#### REQUIREMENT
Each line that follows should be printed again exactly as it stands.

Object location annotation data
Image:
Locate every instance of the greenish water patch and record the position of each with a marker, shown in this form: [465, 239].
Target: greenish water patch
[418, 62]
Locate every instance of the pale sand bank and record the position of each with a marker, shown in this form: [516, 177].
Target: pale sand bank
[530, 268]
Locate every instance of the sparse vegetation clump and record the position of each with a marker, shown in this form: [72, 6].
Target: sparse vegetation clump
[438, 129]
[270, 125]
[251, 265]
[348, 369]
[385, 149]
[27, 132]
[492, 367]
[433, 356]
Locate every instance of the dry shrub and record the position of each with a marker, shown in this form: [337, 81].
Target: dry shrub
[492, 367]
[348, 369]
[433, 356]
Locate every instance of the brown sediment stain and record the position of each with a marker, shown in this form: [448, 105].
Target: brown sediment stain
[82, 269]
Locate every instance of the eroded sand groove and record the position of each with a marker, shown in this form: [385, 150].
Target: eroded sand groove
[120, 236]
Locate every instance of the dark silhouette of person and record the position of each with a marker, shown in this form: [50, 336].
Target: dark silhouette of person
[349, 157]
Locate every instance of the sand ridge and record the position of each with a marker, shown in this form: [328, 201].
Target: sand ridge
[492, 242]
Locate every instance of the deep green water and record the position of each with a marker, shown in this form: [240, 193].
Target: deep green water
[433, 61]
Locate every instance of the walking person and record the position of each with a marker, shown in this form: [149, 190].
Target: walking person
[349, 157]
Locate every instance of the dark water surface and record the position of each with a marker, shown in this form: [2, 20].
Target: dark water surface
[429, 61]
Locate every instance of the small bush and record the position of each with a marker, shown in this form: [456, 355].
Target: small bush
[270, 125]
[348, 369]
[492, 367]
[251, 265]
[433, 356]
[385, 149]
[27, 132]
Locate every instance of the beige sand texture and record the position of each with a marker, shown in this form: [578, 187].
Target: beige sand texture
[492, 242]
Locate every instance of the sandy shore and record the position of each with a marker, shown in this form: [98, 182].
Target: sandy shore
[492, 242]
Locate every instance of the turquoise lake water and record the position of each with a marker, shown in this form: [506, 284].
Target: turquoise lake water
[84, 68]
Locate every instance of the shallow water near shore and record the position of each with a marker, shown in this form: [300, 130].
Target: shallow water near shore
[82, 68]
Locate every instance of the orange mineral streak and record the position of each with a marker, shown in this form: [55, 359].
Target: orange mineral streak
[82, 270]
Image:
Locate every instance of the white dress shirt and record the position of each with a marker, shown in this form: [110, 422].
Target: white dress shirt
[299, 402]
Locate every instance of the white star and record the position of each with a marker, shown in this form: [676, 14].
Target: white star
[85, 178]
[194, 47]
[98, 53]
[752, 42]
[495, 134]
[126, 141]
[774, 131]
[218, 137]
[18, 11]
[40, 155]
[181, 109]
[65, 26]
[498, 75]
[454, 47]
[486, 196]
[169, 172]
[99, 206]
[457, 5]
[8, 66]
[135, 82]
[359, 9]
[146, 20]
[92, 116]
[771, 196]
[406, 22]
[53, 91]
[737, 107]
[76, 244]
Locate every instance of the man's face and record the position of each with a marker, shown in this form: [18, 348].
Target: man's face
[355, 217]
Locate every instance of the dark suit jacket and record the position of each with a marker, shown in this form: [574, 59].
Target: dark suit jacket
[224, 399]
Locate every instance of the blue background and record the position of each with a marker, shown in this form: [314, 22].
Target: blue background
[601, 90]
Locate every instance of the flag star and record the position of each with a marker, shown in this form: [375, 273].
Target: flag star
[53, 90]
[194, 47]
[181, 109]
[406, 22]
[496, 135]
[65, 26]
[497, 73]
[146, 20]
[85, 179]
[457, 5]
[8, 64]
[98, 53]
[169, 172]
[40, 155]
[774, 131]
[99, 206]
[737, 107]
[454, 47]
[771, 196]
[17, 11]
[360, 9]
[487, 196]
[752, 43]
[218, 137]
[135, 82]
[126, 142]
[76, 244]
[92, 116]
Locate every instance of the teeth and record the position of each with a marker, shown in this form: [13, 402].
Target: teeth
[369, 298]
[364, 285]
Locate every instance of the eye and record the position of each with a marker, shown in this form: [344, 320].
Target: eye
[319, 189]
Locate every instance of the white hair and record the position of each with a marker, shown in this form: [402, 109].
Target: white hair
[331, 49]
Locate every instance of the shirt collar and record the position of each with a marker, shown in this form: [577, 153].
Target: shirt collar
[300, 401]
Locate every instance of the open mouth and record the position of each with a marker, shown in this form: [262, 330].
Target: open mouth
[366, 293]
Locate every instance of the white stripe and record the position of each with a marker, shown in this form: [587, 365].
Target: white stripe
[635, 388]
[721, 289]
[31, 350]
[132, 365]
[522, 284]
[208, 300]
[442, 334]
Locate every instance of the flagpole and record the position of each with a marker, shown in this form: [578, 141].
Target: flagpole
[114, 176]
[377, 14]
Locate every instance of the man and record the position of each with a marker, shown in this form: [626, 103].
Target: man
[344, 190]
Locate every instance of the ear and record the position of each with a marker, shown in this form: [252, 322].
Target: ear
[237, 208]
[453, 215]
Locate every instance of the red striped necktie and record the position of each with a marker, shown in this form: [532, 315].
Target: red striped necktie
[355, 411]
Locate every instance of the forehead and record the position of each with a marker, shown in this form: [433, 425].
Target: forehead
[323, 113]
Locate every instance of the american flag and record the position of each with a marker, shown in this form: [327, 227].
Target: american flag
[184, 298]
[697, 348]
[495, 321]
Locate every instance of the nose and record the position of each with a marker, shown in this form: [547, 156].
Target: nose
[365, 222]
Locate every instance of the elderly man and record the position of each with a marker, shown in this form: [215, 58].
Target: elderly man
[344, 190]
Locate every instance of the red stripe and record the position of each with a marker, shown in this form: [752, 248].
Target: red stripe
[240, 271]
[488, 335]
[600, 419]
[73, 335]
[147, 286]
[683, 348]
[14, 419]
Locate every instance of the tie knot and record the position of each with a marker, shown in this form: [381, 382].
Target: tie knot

#### TASK RESULT
Image:
Locate every instance of the greenish water patch and record the position of each with a marker, shown in this form: [465, 239].
Target: greenish water patch
[418, 62]
Locate every instance of the pale sand bank and record the position of each with a marker, shown in this form: [516, 177].
Target: pale sand bank
[530, 268]
Locate every instance of the sparse vegetation clump and record the position of each with a marker, shown in this form: [72, 6].
Target: sparse vegetation clump
[438, 129]
[270, 125]
[251, 265]
[348, 369]
[385, 149]
[27, 132]
[492, 367]
[433, 356]
Locate every instance of the dry shrub and record the position of each with a marker, shown in this form: [337, 81].
Target: dry shrub
[492, 367]
[348, 369]
[433, 356]
Locate every instance of the brown sediment stain and record the position of each with a marker, shown in this form: [448, 105].
Target: brown sediment stain
[82, 269]
Locate every instance of the eroded sand groove and record the position of each with a marker, shown in this form: [385, 150].
Target: eroded sand groove
[120, 236]
Locate every instance of the dark silhouette of person and record the position of each with a marker, shown in this form: [50, 336].
Target: dark silhouette of person
[349, 157]
Locate every instance of the sand ridge and record the position of each with a marker, shown in this form: [328, 201].
Target: sand ridge
[492, 242]
Locate every instance of the deep green water and record the position of each with a marker, shown in this form: [240, 193].
Target: deep green water
[433, 61]
Locate every instance of the walking person and record the position of each with a marker, shown in this form: [149, 190].
Target: walking person
[349, 157]
Locate every instance of the dark water surface and record the position of each with a marker, shown in this form: [2, 20].
Target: dark water surface
[429, 61]
Locate every instance of the small bush and record the position of each with a marker, shown in this form: [456, 355].
Target: small bush
[270, 125]
[348, 369]
[492, 367]
[251, 265]
[433, 356]
[385, 149]
[27, 132]
Locate every instance of the beige sand texture and record the position of each with a marker, shown in this form: [578, 187].
Target: beige sand texture
[492, 242]
Locate every instance of the sandy shore and record the position of each with a marker, shown in this form: [98, 182].
Target: sandy shore
[492, 242]
Locate every instance of the turquoise lake water and record the position of each with a marker, shown in this form: [506, 284].
Target: turquoise lake water
[84, 68]
Locate every instance of the shallow water near shore and record the position of each with a marker, shown in this form: [300, 130].
Target: shallow water near shore
[82, 68]
Locate every instance of the orange mineral streak and record the position of each with a marker, shown in this form: [55, 359].
Target: orange mineral streak
[82, 270]
Image:
Locate every instance of the white dress shirt and record the position of each with a marker, shown in this form: [110, 422].
Target: white dress shirt
[299, 402]
Locate every instance of the white star and record the position of each with a marker, shown in this form: [676, 14].
Target: white star
[85, 178]
[194, 47]
[98, 53]
[752, 42]
[495, 134]
[126, 141]
[774, 131]
[218, 137]
[18, 11]
[40, 155]
[181, 109]
[65, 26]
[498, 75]
[454, 47]
[486, 196]
[169, 172]
[99, 206]
[457, 5]
[8, 66]
[135, 82]
[359, 9]
[146, 20]
[92, 116]
[771, 196]
[406, 22]
[53, 91]
[737, 107]
[76, 244]
Locate every instance of the man's face and record the position of each with a marker, shown in this form: [18, 348].
Target: man's face
[355, 217]
Locate every instance of the dark suit jacket and record the position of each with a marker, shown in this form: [574, 59].
Target: dark suit jacket
[224, 399]
Locate every instance of the blue background and record the position of each with a marker, shown in this form: [314, 22].
Target: blue background
[601, 90]
Locate every instance of the flag star and record the position of each with a marker, shown in this form: [375, 273].
Target: flag star
[53, 90]
[194, 47]
[181, 109]
[406, 22]
[496, 135]
[65, 26]
[497, 73]
[146, 20]
[85, 179]
[457, 5]
[8, 64]
[98, 53]
[169, 172]
[40, 155]
[774, 131]
[99, 206]
[737, 107]
[454, 47]
[771, 196]
[17, 11]
[360, 9]
[487, 196]
[752, 43]
[218, 137]
[135, 82]
[126, 142]
[76, 244]
[92, 116]
Locate every instance of the teeth and record the position of each with a marker, shown in this form: [13, 402].
Target: teeth
[369, 298]
[364, 285]
Locate every instance of the eye and record the position of each with a marker, shown in this form: [344, 320].
Target: eye
[319, 189]
Locate every instance of the white hair and record the position of each with a marker, shown in this form: [402, 109].
Target: white hair
[331, 49]
Locate every instance of the shirt collar and record the position of each with a marker, shown in this form: [577, 153].
Target: shirt collar
[300, 401]
Locate every instance of the open mouth and record the position of each with a marker, shown in this form: [262, 330].
Target: open mouth
[366, 293]
Locate every instance of the white stripe and record the position of each with a marker, shown in this form: [587, 365].
Target: white stripe
[635, 388]
[721, 289]
[31, 350]
[132, 365]
[522, 284]
[208, 300]
[442, 334]
Locate every instance of the flagpole and record the position of each with a marker, shown in this form: [578, 141].
Target: flagpole
[114, 176]
[377, 14]
Locate every instance of the man and record the position of each with a marker, shown in this form: [626, 103].
Target: man
[344, 190]
Locate every instance of the ear and record the position of each with a marker, shown in this form: [252, 322].
Target: ear
[237, 208]
[453, 215]
Locate every instance of the red striped necktie and record the position of each with a marker, shown in this form: [532, 315].
Target: red striped necktie
[355, 411]
Locate every instance of the forehead and record the position of each with a marker, shown in this form: [433, 425].
Target: forehead
[323, 113]
Locate every instance of the american flag and record the position of each with a marker, shown in this form: [327, 227].
Target: american flag
[184, 298]
[697, 348]
[495, 321]
Locate every instance of the nose and record the position of each with a marker, shown in this form: [547, 156].
Target: nose
[365, 222]
Locate every instance of the elderly man and record the position of each with a marker, shown in this form: [215, 58].
Target: elderly man
[344, 190]
Locate every instance of the red stripe and record the position of each with a marker, shown in this form: [752, 248].
Target: red stripe
[240, 271]
[488, 335]
[600, 419]
[73, 335]
[147, 286]
[683, 348]
[14, 419]
Locate every instance of the tie knot and record the position of each with a marker, shown in this form: [381, 382].
Target: tie knot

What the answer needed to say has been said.